## Dataset extract
------
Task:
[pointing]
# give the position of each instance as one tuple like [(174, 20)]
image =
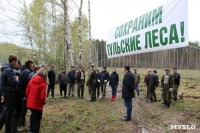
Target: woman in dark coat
[(114, 81)]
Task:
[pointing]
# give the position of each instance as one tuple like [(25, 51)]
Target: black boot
[(52, 94), (156, 99), (168, 105), (95, 98), (175, 99), (47, 94), (165, 103), (14, 124), (92, 99)]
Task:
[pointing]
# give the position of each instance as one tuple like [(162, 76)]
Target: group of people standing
[(169, 85), (22, 87)]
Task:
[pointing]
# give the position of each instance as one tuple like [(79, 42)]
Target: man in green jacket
[(91, 83), (167, 87)]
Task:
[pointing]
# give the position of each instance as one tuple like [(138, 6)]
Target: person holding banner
[(128, 92), (114, 81), (167, 87), (177, 77), (137, 81), (103, 79)]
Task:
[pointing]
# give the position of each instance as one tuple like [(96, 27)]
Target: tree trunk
[(90, 35), (68, 36)]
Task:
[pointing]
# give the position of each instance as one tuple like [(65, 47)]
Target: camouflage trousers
[(80, 90), (103, 89), (152, 92), (175, 91), (167, 95), (92, 91)]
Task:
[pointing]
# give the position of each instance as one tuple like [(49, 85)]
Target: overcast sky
[(106, 14)]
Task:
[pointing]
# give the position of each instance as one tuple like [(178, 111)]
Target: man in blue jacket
[(72, 81), (25, 71), (114, 81), (176, 75), (103, 79), (128, 92), (52, 81), (9, 85)]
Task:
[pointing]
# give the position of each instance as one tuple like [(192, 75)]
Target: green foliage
[(195, 44), (7, 49)]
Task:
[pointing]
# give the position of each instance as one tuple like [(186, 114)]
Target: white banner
[(162, 28)]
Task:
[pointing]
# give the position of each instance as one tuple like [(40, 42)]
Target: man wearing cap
[(97, 84), (80, 77), (91, 83), (137, 80), (145, 81), (167, 87), (72, 80), (152, 82), (176, 77), (9, 85), (103, 79), (63, 79)]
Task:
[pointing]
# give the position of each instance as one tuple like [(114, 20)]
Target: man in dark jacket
[(152, 83), (103, 79), (72, 81), (177, 78), (52, 81), (9, 85), (128, 92), (63, 79), (80, 77), (18, 98), (26, 70), (137, 80), (91, 82), (167, 87), (97, 84), (114, 81)]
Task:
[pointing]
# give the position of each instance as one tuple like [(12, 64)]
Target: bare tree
[(90, 35)]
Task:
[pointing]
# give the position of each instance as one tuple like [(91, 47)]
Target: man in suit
[(128, 91)]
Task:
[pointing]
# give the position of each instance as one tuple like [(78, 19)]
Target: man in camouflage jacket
[(167, 87)]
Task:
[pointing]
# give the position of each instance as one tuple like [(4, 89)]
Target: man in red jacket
[(36, 98)]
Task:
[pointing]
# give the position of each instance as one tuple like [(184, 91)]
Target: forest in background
[(56, 32)]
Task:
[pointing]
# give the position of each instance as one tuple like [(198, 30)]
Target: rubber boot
[(168, 105), (47, 94), (114, 98), (165, 103), (111, 99), (92, 99), (14, 124)]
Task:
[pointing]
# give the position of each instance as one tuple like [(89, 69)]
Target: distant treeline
[(182, 58)]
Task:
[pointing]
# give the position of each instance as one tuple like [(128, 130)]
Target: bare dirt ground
[(104, 116)]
------
## Problem to solve
Retype the lines above word for word, starting from the very first line and ending with the line that contains "79), (63, 79)]", including both ends. Leave the pictures out of your answer.

## Expected answer
Task:
[pointing]
# give the position of each instance as one tuple like [(174, 20)]
image =
Target: woman in dark coat
[(114, 81)]
Task:
[pointing]
# give the position of each instance as one tuple like [(25, 51)]
Target: black boot
[(52, 94), (156, 99), (168, 105), (95, 98), (175, 99), (47, 94), (165, 103), (14, 124), (92, 99)]
Task:
[pointing]
# give the position of each instance as one tuple like [(162, 76)]
Target: group of people standing
[(169, 85), (22, 87)]
Task:
[pointing]
# give the position of each instance as one tuple like [(79, 42)]
Target: man in green jacket
[(91, 83), (167, 87)]
Task:
[pointing]
# give the position of each instance as one tuple like [(138, 6)]
Target: person holding banner
[(128, 92), (114, 81), (167, 87), (177, 77), (137, 81), (103, 79)]
Task:
[pointing]
# give the position of each instance as one tuple like [(96, 27)]
Target: tree trunk
[(90, 35), (68, 36)]
Task:
[pointing]
# give the position of each instance as one tuple like [(65, 47)]
Target: camouflage trousers
[(80, 90), (103, 89), (152, 92), (175, 91), (167, 95), (92, 91)]
Task:
[pointing]
# give the position of each instance as one tuple like [(49, 85)]
Target: overcast sky
[(106, 14)]
Task:
[pointing]
# give the position of each instance as one tuple like [(178, 111)]
Target: man in blue jacket
[(72, 81), (25, 71), (114, 81), (176, 75), (103, 79), (128, 92), (52, 81), (9, 85)]
Task:
[pointing]
# give the position of each instance as one tuple like [(192, 75)]
Target: green foliage
[(195, 44), (7, 49)]
Task:
[pointing]
# give the position of each instance as one tuple like [(186, 114)]
Target: white banner
[(162, 28)]
Task:
[pointing]
# give the position of each instance as one tuple like [(40, 42)]
Target: man wearing cap
[(97, 84), (80, 77), (91, 83), (137, 80), (145, 81), (167, 87), (72, 80), (152, 82), (176, 77), (9, 85), (103, 79), (63, 79)]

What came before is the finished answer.